(DATASET EXTRACT):
___

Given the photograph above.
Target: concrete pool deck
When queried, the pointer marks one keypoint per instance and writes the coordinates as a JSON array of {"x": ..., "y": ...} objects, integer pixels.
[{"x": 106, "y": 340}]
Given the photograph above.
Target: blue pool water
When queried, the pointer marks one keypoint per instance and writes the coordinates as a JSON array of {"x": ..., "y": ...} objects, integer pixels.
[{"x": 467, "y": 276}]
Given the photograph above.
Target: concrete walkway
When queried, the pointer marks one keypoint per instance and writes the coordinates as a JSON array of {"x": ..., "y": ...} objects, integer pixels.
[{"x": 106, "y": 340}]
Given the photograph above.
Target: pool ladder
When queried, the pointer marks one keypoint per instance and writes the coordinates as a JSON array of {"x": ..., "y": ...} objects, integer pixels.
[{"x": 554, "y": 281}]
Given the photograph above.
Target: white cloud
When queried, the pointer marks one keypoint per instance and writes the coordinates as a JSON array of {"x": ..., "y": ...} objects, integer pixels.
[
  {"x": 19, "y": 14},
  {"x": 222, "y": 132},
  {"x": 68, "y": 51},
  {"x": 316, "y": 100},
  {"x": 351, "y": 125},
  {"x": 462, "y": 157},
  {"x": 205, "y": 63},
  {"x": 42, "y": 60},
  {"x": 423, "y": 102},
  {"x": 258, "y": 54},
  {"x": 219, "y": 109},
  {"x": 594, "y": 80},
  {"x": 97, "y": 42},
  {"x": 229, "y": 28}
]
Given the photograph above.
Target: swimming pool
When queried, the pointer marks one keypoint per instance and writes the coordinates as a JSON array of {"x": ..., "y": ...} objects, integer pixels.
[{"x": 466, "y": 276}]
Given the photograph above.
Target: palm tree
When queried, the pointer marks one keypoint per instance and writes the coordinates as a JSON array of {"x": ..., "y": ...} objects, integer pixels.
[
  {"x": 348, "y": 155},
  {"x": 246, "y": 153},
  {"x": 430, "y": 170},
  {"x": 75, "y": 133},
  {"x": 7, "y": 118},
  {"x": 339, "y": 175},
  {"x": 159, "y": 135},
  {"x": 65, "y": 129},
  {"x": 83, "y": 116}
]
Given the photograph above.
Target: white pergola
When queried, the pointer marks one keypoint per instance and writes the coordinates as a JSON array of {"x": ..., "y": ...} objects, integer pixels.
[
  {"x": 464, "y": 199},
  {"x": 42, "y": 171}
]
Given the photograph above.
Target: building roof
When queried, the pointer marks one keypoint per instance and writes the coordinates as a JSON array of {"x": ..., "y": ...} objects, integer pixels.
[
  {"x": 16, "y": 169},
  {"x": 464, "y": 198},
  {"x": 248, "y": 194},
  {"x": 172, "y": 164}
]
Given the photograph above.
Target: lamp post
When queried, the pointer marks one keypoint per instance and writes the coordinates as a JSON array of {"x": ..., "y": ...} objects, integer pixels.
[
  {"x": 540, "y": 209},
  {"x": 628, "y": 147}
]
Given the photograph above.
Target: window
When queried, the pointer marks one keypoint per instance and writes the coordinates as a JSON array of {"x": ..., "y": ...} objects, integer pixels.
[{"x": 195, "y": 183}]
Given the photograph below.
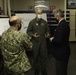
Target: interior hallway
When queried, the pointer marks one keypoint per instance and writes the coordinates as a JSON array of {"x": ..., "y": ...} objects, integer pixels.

___

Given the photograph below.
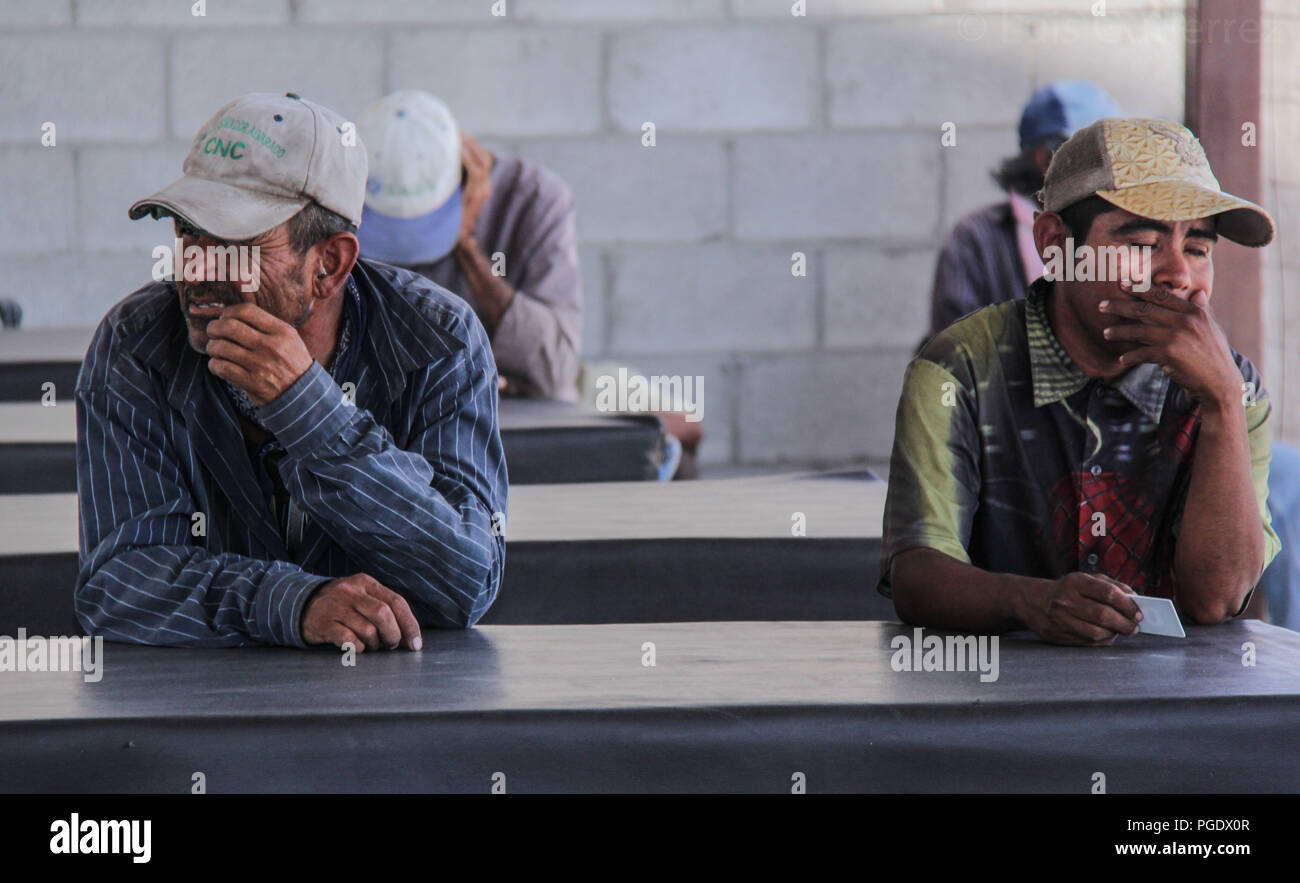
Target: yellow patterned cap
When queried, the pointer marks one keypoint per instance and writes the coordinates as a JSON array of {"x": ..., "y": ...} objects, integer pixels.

___

(YOUR TASK): For the data above, state only how many lines include the word "white".

(ANSWER FOR THIS EXERCISE): 2